*Written task 1*.
Answer these questions about the ceramics blog:
(a) What head count is given for the pieces that go on Wednesday?
(b) Where do the pigments come from?
(c) Which book is the source of the Chartreuse Moss glaze?
*Written task 2*.
Rewrite the listing from the line containing "Could you point out the wooden" through its final line, inclusive, with "wooden table" changed to "dining table" and nothing else altered.

*Document*.
────────────────────────────────────────

Sunday, August 28, 2011

Ready or not there they go!

Receding Crosses (still rearranging the trees or in this case transplanting)

The kiln is going with bits and pieces, clay bees, tiny houses, trees, one final terra cotta head.  This is it! Wednesday all of these pieces go ( a head count of 22.) Spent most of Sunday packing pieces and figuring out how to get them to the gallery in one trip, in a small pickup truck, all in one piece. 

Now one would think I had enough work for a while.  Except now I have this idea for a new piece whispering in my ear---ready or not here we go again!

Saturday, August 27, 2011

Getting the bark on

As the poet said, 'Only God can make a tree,' 
probably because it's so hard to figure out how to get the bark on.

~Woody Allen



  
Tuolumne Meadows Yosemite (inspiration for Between Tree lines series)


Lana's Chartreuse Moss Glaze

Between Tree Lines (not finished,yet)

Very often I am asked about my finishes.  Most people think that it is paint.  So they are surprised to hear that it is nearly all underglazes, oxide washes and some texture glazes.  I occasionally add some encaustic, but the piece always has layers of terra sigillata or engobes or slips or underglazes.  I have these beautiful pigments from Sinopia.  With the pigments,unlike clay materials, the colors are rich and saturated.  It is what it is visually.  Instant gratification!

Mixing up glazes, the color is normally tan, beige, ecru, green or pink unless using Mason stains. Very dull and very chalky.  The magic comes later so there's a lot of future tenses going on with slips and glazes.  Although there are misses---I love the thought that the colors become so totally integrated with the piece. It always surprises me when I open the kiln.

Getting lost in the process, layering slips and terra sigillata, mapping out how to get depth and texture...how to use this process to inform the work...fills my day. One of my favorite fussy glazes for texture is Lana Wilson's Chartreuse Moss from her book, Ceramics: Shape and Surface. It looks as if it consisted of  dark green chalk grounded up.  It comes out anywhere from a brown, mustard crust with bits of lime green shiny chips to a full on curling, bumpy, in your face, here I am chartreuse!  It always amazes me and delights me to no end. After years of messing with this glaze I have a better understanding as to how to get more green and less brown.  (Or the other way around!)

────────────────────────────────────────

Stored entries:
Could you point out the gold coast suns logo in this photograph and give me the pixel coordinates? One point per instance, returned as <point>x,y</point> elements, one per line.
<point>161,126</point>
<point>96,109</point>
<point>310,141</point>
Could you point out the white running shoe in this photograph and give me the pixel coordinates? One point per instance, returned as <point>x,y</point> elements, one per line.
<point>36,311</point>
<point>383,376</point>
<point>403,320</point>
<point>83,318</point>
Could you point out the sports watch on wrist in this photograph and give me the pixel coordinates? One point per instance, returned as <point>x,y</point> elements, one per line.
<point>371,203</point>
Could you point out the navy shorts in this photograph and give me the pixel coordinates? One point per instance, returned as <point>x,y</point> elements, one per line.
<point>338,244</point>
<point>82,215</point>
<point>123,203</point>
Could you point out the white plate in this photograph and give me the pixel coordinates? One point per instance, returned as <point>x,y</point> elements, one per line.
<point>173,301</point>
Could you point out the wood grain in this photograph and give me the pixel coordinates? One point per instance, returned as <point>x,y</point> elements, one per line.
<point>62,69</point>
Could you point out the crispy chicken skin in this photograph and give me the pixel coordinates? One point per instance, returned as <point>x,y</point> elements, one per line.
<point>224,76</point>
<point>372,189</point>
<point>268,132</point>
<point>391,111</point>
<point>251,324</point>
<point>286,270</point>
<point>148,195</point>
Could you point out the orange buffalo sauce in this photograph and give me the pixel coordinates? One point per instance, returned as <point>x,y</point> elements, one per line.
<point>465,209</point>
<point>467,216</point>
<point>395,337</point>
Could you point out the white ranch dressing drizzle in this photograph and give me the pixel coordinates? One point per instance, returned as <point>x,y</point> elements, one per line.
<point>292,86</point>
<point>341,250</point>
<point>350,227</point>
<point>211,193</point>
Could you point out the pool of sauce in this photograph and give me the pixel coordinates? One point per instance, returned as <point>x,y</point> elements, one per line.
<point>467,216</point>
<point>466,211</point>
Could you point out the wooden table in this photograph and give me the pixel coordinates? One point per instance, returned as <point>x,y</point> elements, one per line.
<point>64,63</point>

────────────────────────────────────────

*Answer 1*.
(a) 22
(b) Sinopia
(c) Ceramics: Shape and Surface

*Answer 2*.
Could you point out the dining table in this photograph and give me the pixel coordinates? One point per instance, returned as <point>x,y</point> elements, one per line.
<point>64,63</point>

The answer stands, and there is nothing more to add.